(GIVEN TASK 1): From the cable on southern Nigerian secessionism, reproduce word for word the passage that opens with the words containing "Readers might take" and closes with "readmitted the crime.".
(GIVEN TASK 2): In the cable on southern Nigerian secessionism, name every group that the Coalition of Oodua Self-determine Groups (COSEG) is said to consist of.

(TEXT TO READ):

Viewing cable 02LAGOS146

02LAGOS1462002-12-07 11:46:00 2011-08-30 01:44:00 CONFIDENTIAL Consulate Lagos
This record is a partial extract of the original cable. The full text of the original cable is not available.
C O N F I D E N T I A L SECTION 01 OF 04 LAGOS 000146 
E.O. 12958: DECL: 01/16/2008 
REF: FBIS 071146Z DEC 02 
D (D). 
¶1. (C) Summary.  While electoral divisions are under growing 
media scrutiny, most southern political analysts privately 
acknowledge that fears of imminent secessionism are unfounded 
at present. Though some disgruntled groups demand the 
creation of their own state within the federation, most do 
not call for complete severance.  Issues reinforcing 
political cohesion in the South include momentum towards a 
national conference, interest over upcoming elections, 
potential spoils of oil revenue, and the ICJ ruling on 
Bakassi.  End summary. 
¶2. (U) The latest secessionist threat was declared on 
December 20, 2002 by Lagos-based lawyer Festus Keyamo, who 
announced the creation of an "Unarmed Revolutionary Council" 
to govern the "Future Republic of the Niger-Delta," complete 
with flag, national anthem, and coat of arms.  According to 
press reports, Keyamo warned that the "future republic" would 
emerge if Nigeria failed to convene a national congress, 
engage "true fiscal and political federalism," and enact the 
on-shore/off-shore abrogation bill.  Keyamo hoped the 
announcement would "raise the consciousness" of the 
South-South's oil-producing states.  The movement's slogan is 
"This is a revolution, and it must succeed."  (Comment. 
Readers might take note that at the beginning of 2002, Keyamo 
was in the press because of his defense of the first person 
detained for Bola Ige's murder.  The episode became quite 
sordid as the defendant recanted then readmitted the crime. 
Keyamo's brother implicated him in a fraud.  All the while, 
Keyamo was an eager interviewee before any journalist he 
could find, reveling in the attention.  End comment.) 
¶3. (U) Other well-known southern groups with secessionist 
tendencies or platforms include the Movement for the 
Sovereign State for Biafra (MASSOB), the Ijaw Youth Congress 
(IYC), the Egbesu Supreme Council, and the Coalition of Oodua 
Self-determine Groups (COSEG), which consists of the Oodua 
Peoples Congress (OPC), Oodua Liberation Movement (OLM), 
Oodua Youth Movement (OYM), Yoruba Revolutionary Movement 
(YOREM), and the Federation of Yoruba Consciousness and 
Culture (FYCC).  These groups held a joint press conference 
in September to decry the voter registration exercise, which 
they charged was "tailored to favor the Hausa/Fulani North." 
They publicly called for a UN plebiscite to determine 
Nigeria's future, including the right to ethnic 
self-determination and secession from the Federation.  The 
groups pledged to "fight together for each nationality to be 
independent and build her own sovereign state, as an 
independent member of the United Nations."  (Comment.

(RECORDED DATA):

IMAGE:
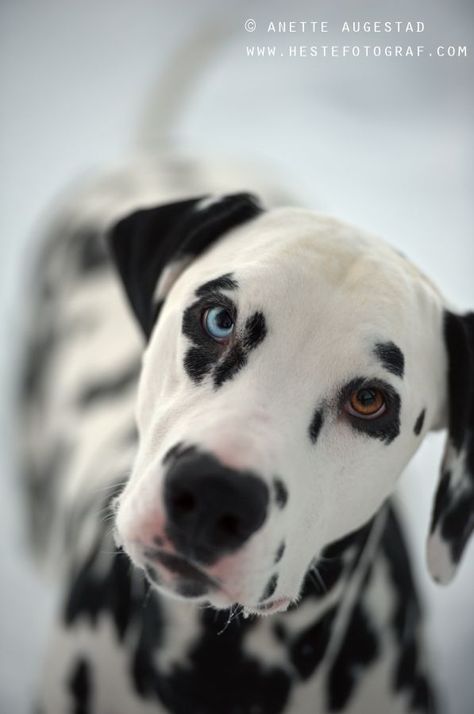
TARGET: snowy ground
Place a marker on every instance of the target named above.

(TASK SOLUTION 1):
Readers might take note that at the beginning of 2002, Keyamo 
was in the press because of his defense of the first person 
detained for Bola Ige's murder.  The episode became quite 
sordid as the defendant recanted then readmitted the crime.

(TASK SOLUTION 2):
- Oodua Peoples Congress (OPC)
- Oodua Liberation Movement (OLM)
- Oodua Youth Movement (OYM)
- Yoruba Revolutionary Movement (YOREM)
- Federation of Yoruba Consciousness and Culture (FYCC)